■ Selected excerpt
* * *
# This commercial should be on TV, not just youtube.



## vulcan75001 (Sep 13, 2008)

You have to watch the whole thing...


----------



## smoke freak (Sep 13, 2008)

God bless our soldiers!

I am SMOKE FREAK and I approve this message!


----------



## erain (Sep 13, 2008)

SMOKE FREAK;259542 said:
			
		

> God bless our soldiers!
> 
> exactly, and the hollywood socialites like matt damon and pamela anderson(pamela anderson, if i were the democrats and persons of her caliber are what what you are throwing on tv i t shows how inept they are) are speaking out against sarah palin because she "hunts", because she has "a bear rug on her wall".... i dunno about you but that all seems perfectly normal to me!!!!!  thanks for sharing that clip, it does indeed send a message. forward that to all your friends... pamela anderson who is she anyway, the description i would use does not fit this forum!


----------



## dennisdocb (Sep 13, 2008)

I heard about it yesterday from El Rushbo..Very cool and I sent to all on my contact list..Maybe if everyone did we could make a difference


----------



## garyt (Sep 13, 2008)

This should not be here I belive in and I he am sorry for the sacrifices our soldiers have gone through  but this not a forum for either political party


----------



## garyt (Sep 14, 2008)

I have been watching the whole thing for almost 8 years and cant take any more, record unemployment, economy failing, 27% higher heating bills this winter and the rest of the world hates us

This is a forum about smoking meat, get it!!!!!!


----------



## capt dan (Sep 14, 2008)

I couldn't agree more. We have had  this discussion before on these forums. Lets leave politics out of  BBQ. Too much good going on here to step down into the craphole of smear, spin, or political  kool-aid!


----------



## xeod (Sep 14, 2008)

I don't think I have ever posted on this forum, but I read it a lot.  However, I could not let this one go.  That was an outstanding video by that young man and I appreciate what he has done for us.  

Garyt - Maybe you aren't old enough, but 6.1% unemployment is not a record.
http://www.data360.org/dsg.aspx?Data_Set_Group_Id=248
You can see it in the above link.

Our economy is not failing.  We are number one in the world in gross domestic product.
http://en.wikipedia.org/wiki/List_of...y_GDP_(nominal)
* * *
■ Stored data
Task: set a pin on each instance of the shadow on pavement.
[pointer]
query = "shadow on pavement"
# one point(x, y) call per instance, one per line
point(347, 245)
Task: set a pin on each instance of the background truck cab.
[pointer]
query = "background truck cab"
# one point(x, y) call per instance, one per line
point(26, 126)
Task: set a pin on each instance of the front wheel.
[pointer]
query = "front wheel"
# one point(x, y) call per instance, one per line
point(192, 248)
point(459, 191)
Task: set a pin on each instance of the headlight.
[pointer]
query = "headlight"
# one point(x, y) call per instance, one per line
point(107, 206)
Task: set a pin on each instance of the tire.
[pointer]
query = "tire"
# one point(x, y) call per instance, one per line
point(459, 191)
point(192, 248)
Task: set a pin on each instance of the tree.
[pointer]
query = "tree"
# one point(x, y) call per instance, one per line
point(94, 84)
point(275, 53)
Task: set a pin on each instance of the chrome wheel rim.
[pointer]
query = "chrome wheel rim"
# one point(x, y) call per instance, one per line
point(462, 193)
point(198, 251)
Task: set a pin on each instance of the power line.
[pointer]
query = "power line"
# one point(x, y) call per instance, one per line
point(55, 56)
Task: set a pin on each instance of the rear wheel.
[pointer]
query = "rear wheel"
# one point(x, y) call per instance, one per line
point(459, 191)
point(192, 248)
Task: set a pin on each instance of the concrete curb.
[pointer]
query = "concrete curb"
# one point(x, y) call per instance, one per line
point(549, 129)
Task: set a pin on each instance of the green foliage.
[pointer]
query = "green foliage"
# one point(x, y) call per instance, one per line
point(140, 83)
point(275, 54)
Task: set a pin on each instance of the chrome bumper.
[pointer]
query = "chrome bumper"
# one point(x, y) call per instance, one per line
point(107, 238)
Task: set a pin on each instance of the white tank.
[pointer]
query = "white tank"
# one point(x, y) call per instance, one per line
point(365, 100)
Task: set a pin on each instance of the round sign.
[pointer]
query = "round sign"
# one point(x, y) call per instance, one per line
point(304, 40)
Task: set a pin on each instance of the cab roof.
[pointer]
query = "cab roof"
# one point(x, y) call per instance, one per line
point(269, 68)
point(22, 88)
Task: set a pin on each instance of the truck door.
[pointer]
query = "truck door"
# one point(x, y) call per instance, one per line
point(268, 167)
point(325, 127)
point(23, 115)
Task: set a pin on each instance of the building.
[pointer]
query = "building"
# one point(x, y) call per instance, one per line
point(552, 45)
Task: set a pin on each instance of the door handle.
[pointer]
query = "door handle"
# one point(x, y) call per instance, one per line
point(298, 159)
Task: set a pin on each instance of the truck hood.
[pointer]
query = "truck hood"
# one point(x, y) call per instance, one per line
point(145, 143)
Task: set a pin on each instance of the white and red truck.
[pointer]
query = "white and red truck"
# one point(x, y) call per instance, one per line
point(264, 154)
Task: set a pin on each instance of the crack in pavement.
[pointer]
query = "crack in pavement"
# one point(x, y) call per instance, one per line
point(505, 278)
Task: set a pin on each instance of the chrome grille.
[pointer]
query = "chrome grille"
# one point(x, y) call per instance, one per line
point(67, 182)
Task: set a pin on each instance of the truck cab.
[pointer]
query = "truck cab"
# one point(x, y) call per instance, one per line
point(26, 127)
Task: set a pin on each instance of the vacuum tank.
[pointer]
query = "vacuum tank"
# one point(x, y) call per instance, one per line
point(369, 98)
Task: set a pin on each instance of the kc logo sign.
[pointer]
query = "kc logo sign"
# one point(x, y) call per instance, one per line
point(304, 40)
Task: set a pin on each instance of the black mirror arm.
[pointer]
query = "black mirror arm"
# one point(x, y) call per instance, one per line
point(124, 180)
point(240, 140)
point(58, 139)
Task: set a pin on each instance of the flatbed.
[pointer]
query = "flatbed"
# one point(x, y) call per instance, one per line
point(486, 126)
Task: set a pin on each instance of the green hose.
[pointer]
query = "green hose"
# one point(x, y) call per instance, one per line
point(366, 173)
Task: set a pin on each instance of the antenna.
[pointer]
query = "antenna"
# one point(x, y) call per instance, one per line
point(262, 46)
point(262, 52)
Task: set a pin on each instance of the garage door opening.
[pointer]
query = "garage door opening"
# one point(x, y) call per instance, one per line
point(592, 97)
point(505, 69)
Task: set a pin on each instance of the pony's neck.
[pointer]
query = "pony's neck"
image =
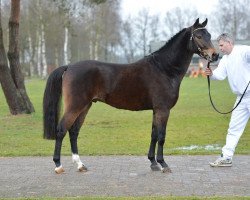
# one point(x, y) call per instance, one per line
point(174, 58)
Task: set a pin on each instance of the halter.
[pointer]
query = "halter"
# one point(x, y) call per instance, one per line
point(201, 52)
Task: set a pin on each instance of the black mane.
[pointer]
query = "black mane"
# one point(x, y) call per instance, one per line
point(170, 41)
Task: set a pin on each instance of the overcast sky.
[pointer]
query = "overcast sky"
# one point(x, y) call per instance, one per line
point(132, 7)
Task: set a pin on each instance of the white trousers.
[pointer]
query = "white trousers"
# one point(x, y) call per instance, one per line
point(238, 122)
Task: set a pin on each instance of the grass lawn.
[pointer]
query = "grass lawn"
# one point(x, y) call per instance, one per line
point(193, 128)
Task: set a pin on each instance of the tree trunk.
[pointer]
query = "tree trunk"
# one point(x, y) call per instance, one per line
point(12, 80)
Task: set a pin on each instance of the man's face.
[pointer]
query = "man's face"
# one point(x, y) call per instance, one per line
point(225, 47)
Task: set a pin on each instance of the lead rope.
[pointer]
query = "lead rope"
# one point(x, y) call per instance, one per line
point(209, 92)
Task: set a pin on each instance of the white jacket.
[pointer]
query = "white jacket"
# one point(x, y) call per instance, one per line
point(236, 67)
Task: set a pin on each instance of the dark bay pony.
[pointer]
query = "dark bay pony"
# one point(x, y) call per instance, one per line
* * *
■ Task to complete
From the forum thread about the commercial, reproduce word for word the passage between "Garyt - Maybe" and "gross domestic product.", inclusive.

■ Problem solution
Garyt - Maybe you aren't old enough, but 6.1% unemployment is not a record.
http://www.data360.org/dsg.aspx?Data_Set_Group_Id=248
You can see it in the above link.

Our economy is not failing.  We are number one in the world in gross domestic product.